*** Opening of SUPPLIED DATA ***

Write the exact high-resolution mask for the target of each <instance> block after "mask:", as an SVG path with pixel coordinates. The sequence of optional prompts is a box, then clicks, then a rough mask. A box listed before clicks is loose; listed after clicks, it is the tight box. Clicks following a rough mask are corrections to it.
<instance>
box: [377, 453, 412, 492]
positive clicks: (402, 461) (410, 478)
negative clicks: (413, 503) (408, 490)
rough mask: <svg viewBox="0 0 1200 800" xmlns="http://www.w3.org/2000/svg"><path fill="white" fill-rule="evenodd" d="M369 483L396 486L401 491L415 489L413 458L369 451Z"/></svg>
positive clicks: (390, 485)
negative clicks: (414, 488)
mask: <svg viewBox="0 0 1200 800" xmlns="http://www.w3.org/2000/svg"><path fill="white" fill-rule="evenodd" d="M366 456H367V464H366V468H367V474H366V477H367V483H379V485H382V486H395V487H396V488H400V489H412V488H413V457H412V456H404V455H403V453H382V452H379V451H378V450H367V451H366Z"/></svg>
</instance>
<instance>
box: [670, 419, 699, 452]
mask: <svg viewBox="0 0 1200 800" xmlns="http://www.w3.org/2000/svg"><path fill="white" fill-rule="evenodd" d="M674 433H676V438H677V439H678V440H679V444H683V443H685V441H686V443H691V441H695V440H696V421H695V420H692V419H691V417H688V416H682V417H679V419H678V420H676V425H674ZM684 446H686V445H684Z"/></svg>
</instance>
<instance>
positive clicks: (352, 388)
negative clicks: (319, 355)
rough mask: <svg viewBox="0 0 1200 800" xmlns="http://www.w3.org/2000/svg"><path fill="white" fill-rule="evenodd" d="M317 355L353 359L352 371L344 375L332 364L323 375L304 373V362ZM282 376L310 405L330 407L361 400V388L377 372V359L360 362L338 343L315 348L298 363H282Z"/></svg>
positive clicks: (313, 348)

*** Close of SUPPLIED DATA ***

Reproduce the records above exactly. Leave nothing out.

Write the exact high-resolution mask for the target of each <instance> block after "mask:", as an SVG path with pixel coordinates. The sequence of optional prompts is a box, then clicks, then a rough mask. A box listed before clicks is loose; listed after clicks, it is the tight box. Clicks following a rough mask are corrections to it.
<instance>
box: [377, 453, 412, 492]
positive clicks: (402, 461) (410, 478)
negative clicks: (413, 503) (408, 490)
rough mask: <svg viewBox="0 0 1200 800" xmlns="http://www.w3.org/2000/svg"><path fill="white" fill-rule="evenodd" d="M369 483L396 486L401 491L415 489L413 458L369 451Z"/></svg>
positive clicks: (390, 485)
negative clicks: (414, 488)
mask: <svg viewBox="0 0 1200 800" xmlns="http://www.w3.org/2000/svg"><path fill="white" fill-rule="evenodd" d="M366 456H367V464H366V468H367V474H366V477H367V483H379V485H382V486H395V487H396V488H400V489H412V488H413V457H412V456H404V455H403V453H382V452H379V451H378V450H367V451H366Z"/></svg>
</instance>
<instance>
box: [670, 419, 699, 452]
mask: <svg viewBox="0 0 1200 800" xmlns="http://www.w3.org/2000/svg"><path fill="white" fill-rule="evenodd" d="M674 433H676V438H677V439H678V440H679V444H683V443H685V441H686V443H691V441H695V440H696V421H695V420H692V419H691V417H688V416H682V417H679V419H678V420H676V425H674ZM684 446H686V445H684Z"/></svg>
</instance>
<instance>
positive clicks: (352, 388)
negative clicks: (319, 355)
rough mask: <svg viewBox="0 0 1200 800" xmlns="http://www.w3.org/2000/svg"><path fill="white" fill-rule="evenodd" d="M317 355L353 359L352 371L344 375L332 364L323 375L304 373V362ZM282 376L310 405L330 407L361 400V388L377 372V359L360 362L338 343L315 348L298 363H282Z"/></svg>
positive clicks: (313, 348)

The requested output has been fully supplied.